Step 4: Observe performance

After the inference service starts, the internal network bandwidth of the ECS instance changes as follows within one minute:

image

The network traffic on the ECS instance shows that the combined baseline bandwidth of the dual ENIs is continuously saturated at 100 Gbit/s:

image (1)

The following table shows the actual statistics from this test and compares them with other loading solutions such as ossfs.

Loading tool

End-to-end startup time for the inference service (includes OSS access and model loading)

OSS single-account bandwidth limit

Actual bandwidth used

Total data read from OSS

OSS Connector for AI/ML

81s

100 Gbit/s

100 Gbit/s

664 GB

ossfs 2.0

257s

100 Gbit/s

20 Gbit/s

666 GB

ossfs 1.0

1020s

100 Gbit/s

6.4 Gbit/s

782 GB

Deployment solution for large-scale inference nodes

Accelerate the startup of large-scale inference nodes with a P2P solution

OSS Connector for AI/ML can work with a self-developed peer-to-peer (P2P) distribution system to efficiently share and transfer the same model data among multiple nodes. This P2P system is designed for typical inference deployment scenarios where multiple nodes load the same data simultaneously. It significantly reduces the access pressure on the central data source (OSS) and improves overall bandwidth utilization. The system supports an on-demand distribution mechanism and can perform random and streaming reads of large files. It prioritizes reducing the access latency of individual data fragments while ensuring accuracy. Additionally, the underlying design supports high-concurrency access, meeting the requirements of large-scale inference tasks for both distribution efficiency and stability.

(Named region outline material)

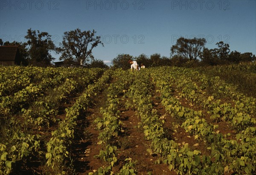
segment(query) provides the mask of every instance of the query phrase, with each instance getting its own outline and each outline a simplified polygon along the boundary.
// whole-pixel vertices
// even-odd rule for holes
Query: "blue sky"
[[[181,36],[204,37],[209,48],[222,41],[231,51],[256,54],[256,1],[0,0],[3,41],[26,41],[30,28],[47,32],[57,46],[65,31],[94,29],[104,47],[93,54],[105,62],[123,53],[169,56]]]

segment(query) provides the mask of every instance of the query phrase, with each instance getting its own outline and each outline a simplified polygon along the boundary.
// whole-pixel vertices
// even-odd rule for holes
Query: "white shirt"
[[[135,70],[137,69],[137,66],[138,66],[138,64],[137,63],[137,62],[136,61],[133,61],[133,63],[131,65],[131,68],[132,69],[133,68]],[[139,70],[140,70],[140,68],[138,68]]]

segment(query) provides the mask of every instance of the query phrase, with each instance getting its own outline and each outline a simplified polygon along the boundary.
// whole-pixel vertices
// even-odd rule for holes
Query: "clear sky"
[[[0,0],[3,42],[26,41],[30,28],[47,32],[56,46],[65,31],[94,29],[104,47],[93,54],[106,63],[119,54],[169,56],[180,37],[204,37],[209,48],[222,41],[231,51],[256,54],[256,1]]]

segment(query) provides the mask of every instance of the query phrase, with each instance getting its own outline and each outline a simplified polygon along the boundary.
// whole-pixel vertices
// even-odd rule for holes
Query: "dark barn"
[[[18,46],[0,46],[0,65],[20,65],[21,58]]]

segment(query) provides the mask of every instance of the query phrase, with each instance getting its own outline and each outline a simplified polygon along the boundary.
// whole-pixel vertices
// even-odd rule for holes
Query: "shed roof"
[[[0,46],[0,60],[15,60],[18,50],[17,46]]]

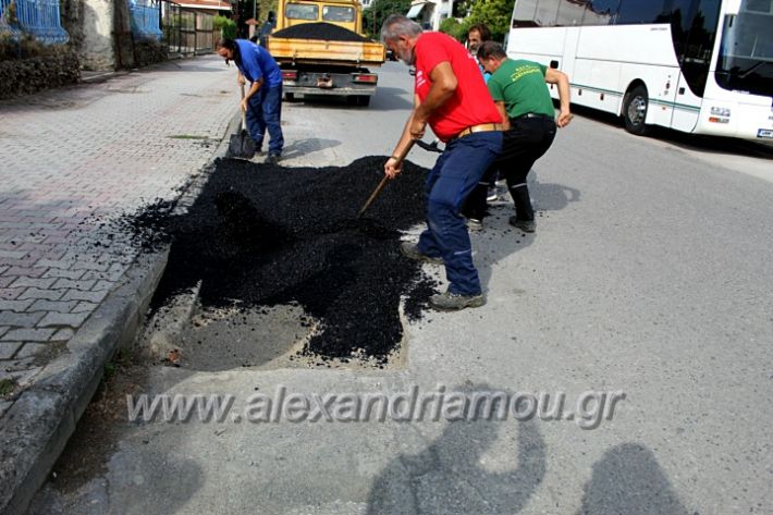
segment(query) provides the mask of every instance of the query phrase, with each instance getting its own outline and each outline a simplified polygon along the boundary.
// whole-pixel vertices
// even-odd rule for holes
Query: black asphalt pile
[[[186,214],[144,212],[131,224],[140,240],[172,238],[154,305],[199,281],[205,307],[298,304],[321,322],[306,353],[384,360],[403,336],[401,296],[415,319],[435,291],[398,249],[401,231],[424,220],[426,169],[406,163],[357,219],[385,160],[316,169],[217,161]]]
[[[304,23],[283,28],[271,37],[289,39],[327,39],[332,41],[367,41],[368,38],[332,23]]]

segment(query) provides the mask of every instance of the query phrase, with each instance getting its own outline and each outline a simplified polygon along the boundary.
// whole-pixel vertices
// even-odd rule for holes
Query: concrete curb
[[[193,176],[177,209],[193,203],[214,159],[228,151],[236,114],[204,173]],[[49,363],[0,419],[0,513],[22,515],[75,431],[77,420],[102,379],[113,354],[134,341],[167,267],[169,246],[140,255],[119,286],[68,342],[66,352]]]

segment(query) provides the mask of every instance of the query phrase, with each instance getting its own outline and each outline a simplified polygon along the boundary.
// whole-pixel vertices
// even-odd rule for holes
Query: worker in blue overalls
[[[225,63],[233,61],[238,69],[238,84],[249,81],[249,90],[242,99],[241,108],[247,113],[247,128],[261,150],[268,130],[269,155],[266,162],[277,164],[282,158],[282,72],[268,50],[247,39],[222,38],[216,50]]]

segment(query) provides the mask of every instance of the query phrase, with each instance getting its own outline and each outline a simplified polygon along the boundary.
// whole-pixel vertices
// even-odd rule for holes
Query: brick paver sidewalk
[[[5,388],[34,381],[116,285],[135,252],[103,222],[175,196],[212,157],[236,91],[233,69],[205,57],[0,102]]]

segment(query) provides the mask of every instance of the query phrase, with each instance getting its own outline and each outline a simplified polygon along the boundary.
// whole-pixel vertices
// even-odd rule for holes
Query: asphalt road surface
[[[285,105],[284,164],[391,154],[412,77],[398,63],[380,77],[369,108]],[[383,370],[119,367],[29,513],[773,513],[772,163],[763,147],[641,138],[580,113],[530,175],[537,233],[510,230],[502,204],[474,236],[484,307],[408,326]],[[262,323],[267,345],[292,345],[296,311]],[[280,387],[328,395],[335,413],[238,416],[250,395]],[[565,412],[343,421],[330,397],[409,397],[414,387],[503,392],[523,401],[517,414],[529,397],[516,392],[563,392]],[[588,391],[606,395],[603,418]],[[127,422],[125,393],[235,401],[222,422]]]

**STATED TASK A:** In the performance excerpt, at what rate is the combined baseline bandwidth of the dual ENIs continuously saturated?
**STATED TASK B:** Retype everything in the performance excerpt from "The network traffic" down to "and model loading)".
**STATED TASK C:** Which loading tools does the performance excerpt compare in its table of test statistics?

**WORKED ANSWER A:** 100 Gbit/s

**WORKED ANSWER B:**
The network traffic on the ECS instance shows that the combined baseline bandwidth of the dual ENIs is continuously saturated at 100 Gbit/s:

image (1)

The following table shows the actual statistics from this test and compares them with other loading solutions such as ossfs.

Loading tool

End-to-end startup time for the inference service (includes OSS access and model loading)

**WORKED ANSWER C:** OSS Connector for AI/ML, ossfs 2.0, ossfs 1.0